Aim of the task.
Set down the records below in full, exactly as they read.

Entries taken from a collection.
>>>>

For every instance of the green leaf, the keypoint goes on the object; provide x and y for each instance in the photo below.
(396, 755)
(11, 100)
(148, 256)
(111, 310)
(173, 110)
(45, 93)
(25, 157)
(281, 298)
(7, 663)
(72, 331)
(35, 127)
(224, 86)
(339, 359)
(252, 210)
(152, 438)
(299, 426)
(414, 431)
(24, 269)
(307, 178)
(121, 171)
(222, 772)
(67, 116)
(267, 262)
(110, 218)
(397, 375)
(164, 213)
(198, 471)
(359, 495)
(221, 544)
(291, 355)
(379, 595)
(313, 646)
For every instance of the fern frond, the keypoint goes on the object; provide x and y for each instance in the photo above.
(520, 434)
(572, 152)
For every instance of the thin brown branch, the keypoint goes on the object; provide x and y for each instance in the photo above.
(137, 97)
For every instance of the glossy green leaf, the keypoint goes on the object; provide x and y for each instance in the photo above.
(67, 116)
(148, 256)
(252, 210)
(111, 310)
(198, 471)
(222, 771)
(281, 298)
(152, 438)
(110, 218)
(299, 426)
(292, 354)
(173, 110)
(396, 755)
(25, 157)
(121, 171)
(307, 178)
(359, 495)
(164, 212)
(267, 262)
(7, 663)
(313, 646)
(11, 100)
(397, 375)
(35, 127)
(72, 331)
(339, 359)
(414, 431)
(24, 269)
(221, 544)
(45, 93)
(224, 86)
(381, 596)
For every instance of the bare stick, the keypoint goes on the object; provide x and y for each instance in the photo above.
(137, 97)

<<<<

Result of this task.
For every instance of the green leaf, the keypoint goes on the object; provide x and y for each instance in the photo below.
(396, 755)
(11, 100)
(148, 256)
(111, 310)
(173, 110)
(45, 93)
(25, 157)
(281, 298)
(7, 663)
(72, 331)
(35, 127)
(224, 86)
(339, 359)
(252, 210)
(152, 438)
(299, 426)
(414, 431)
(24, 269)
(307, 178)
(121, 171)
(222, 772)
(67, 116)
(267, 262)
(110, 218)
(397, 375)
(164, 213)
(198, 471)
(359, 495)
(221, 544)
(291, 355)
(379, 595)
(313, 646)
For every instance of the fern frond, the keypoint goes on the object; provide x and y for each instance in the photo above.
(520, 434)
(572, 152)
For every instance of the thin brown branch, the keypoint goes on the object; provide x and y for each instance in the photo above.
(137, 97)
For every instance of the glossy green leaf, the keypoint goes on the object; provide x and y for each instance in the photo above.
(67, 116)
(148, 256)
(252, 210)
(111, 310)
(198, 471)
(222, 771)
(281, 298)
(152, 438)
(110, 218)
(299, 426)
(292, 354)
(173, 110)
(396, 755)
(25, 157)
(121, 171)
(307, 178)
(359, 495)
(164, 212)
(267, 262)
(7, 663)
(313, 646)
(11, 100)
(397, 375)
(35, 127)
(72, 331)
(339, 359)
(414, 431)
(24, 269)
(221, 544)
(45, 93)
(224, 86)
(381, 596)
For every instance of the bare stick, the keypoint goes on the object; provide x and y for each instance in the photo above.
(137, 97)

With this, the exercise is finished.